*DIRECTIONS FOR THIS TASK:*
Change "backpack flap pocket" to "backpack front pocket" in the records, from their start through the line containing "[(418, 174)]". Return only those lines, otherwise unchanged and without the pictures.

+++

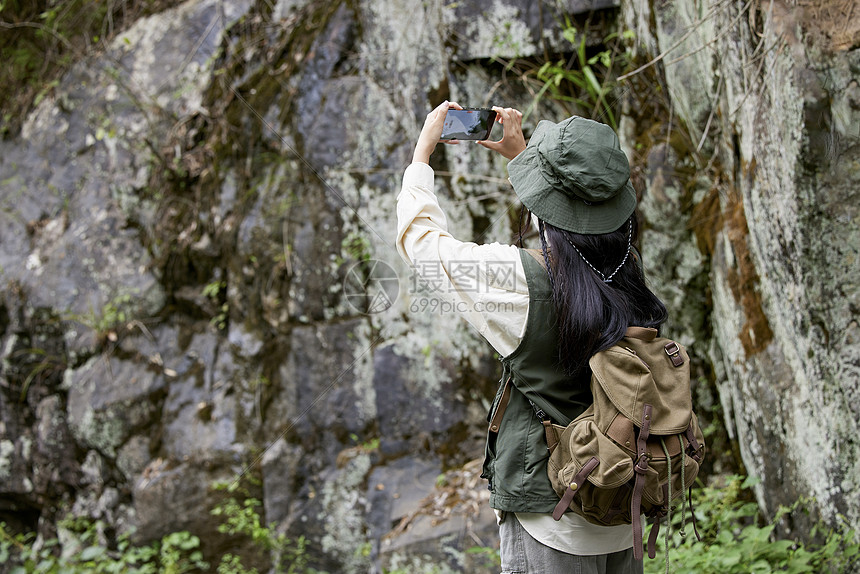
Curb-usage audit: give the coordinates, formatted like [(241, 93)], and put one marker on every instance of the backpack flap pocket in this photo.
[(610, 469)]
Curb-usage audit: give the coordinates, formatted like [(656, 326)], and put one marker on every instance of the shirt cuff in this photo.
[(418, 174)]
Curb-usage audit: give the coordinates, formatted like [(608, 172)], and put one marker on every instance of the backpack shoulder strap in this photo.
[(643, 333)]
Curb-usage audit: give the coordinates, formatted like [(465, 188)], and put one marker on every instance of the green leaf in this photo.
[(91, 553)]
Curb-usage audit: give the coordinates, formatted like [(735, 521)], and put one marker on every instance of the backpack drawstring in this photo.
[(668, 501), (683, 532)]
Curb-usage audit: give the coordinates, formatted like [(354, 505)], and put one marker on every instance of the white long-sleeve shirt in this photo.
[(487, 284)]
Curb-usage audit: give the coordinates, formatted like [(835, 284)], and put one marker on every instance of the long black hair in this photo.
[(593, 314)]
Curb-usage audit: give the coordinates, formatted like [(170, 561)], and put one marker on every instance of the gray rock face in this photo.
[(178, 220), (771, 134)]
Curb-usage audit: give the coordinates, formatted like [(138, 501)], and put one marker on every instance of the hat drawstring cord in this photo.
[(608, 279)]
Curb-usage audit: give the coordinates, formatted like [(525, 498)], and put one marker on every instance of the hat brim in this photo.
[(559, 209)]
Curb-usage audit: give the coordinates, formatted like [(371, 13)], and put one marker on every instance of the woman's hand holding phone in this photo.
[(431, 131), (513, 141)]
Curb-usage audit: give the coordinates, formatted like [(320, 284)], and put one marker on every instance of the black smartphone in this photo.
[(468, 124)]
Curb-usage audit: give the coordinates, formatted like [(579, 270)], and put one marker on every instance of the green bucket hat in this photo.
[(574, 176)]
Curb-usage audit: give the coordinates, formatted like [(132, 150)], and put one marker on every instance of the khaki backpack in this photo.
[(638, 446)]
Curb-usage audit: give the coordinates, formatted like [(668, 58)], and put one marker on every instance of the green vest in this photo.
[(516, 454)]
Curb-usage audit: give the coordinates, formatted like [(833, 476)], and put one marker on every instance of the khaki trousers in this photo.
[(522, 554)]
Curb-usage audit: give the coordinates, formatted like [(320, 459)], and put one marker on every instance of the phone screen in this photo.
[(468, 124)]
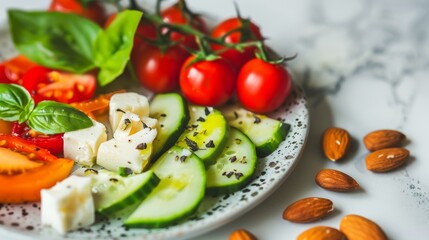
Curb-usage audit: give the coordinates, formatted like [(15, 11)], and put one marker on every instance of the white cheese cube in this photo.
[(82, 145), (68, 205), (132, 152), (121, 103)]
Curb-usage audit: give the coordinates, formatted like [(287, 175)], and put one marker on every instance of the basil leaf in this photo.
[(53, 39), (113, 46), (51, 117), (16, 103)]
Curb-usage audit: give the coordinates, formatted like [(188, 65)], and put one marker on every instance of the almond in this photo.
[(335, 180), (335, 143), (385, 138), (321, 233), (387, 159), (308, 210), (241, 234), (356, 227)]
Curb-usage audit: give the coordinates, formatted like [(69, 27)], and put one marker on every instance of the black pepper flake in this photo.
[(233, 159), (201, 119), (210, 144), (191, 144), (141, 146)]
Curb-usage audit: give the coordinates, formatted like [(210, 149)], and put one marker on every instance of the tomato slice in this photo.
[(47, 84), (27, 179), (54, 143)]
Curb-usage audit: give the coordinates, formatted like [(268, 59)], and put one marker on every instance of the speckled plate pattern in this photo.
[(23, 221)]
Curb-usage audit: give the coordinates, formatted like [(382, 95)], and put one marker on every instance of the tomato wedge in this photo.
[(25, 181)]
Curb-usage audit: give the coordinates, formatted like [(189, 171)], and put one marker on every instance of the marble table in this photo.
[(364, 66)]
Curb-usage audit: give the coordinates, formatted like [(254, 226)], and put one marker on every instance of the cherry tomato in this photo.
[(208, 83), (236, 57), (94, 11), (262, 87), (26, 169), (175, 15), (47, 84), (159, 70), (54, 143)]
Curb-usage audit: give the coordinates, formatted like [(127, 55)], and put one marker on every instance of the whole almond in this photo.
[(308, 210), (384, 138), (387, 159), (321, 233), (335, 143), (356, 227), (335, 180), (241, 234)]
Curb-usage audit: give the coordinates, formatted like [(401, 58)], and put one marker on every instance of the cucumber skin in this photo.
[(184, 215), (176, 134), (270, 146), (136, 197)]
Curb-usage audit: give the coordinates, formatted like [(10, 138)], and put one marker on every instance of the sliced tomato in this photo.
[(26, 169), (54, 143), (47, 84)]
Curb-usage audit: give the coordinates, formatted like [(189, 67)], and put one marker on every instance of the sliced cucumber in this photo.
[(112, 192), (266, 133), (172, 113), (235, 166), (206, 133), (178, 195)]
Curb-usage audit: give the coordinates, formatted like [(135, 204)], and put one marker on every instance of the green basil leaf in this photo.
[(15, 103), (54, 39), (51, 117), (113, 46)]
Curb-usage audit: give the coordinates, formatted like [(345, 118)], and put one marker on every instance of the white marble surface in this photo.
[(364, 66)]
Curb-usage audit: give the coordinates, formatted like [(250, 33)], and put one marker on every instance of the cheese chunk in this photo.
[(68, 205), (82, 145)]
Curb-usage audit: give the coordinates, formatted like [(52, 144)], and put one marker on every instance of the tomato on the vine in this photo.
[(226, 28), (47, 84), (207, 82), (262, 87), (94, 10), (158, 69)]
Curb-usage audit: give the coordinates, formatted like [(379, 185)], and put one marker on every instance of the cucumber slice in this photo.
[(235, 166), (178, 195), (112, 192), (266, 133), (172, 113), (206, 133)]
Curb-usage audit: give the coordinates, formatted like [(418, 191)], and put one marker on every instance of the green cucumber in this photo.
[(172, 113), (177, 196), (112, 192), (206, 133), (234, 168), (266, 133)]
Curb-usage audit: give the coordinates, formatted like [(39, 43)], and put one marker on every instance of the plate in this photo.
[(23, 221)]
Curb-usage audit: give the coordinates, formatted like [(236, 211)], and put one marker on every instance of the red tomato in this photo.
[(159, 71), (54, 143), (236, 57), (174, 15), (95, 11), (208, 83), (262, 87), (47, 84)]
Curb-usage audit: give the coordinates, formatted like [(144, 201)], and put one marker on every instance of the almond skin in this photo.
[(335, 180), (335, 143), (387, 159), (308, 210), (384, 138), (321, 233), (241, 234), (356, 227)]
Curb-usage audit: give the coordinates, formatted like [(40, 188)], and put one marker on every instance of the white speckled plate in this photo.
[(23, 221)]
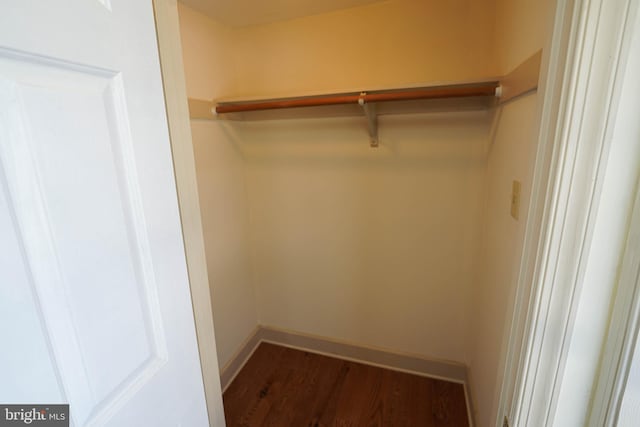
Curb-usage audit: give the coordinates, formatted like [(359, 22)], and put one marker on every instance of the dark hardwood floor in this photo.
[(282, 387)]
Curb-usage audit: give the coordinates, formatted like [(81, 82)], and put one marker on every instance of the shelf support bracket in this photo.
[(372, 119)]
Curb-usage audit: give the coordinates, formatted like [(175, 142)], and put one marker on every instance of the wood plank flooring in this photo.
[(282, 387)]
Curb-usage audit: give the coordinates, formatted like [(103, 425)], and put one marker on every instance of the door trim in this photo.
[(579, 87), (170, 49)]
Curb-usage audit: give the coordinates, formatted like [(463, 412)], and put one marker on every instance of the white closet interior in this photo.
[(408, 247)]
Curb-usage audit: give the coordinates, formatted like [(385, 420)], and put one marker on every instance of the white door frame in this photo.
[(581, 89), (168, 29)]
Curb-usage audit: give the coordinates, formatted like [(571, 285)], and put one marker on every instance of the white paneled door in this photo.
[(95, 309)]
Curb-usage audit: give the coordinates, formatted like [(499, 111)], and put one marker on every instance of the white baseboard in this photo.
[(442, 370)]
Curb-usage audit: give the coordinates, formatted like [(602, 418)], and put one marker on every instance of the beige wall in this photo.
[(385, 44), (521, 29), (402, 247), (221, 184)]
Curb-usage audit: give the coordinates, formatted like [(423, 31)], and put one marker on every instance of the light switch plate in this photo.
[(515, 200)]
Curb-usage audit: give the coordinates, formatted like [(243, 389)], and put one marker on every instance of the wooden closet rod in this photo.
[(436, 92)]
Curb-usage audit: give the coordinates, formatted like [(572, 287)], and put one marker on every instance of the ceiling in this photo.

+++

*OUTPUT FOR THIS TASK:*
Curb-usage audit: give the coordinates, formatted like [(241, 93)], and put one marker on every instance of the backpack front pocket in this photo.
[(610, 469)]
Curb-usage audit: give the coordinates, formatted like [(656, 326)], and put one marker on every instance of the shirt cuff in this photo.
[(418, 174)]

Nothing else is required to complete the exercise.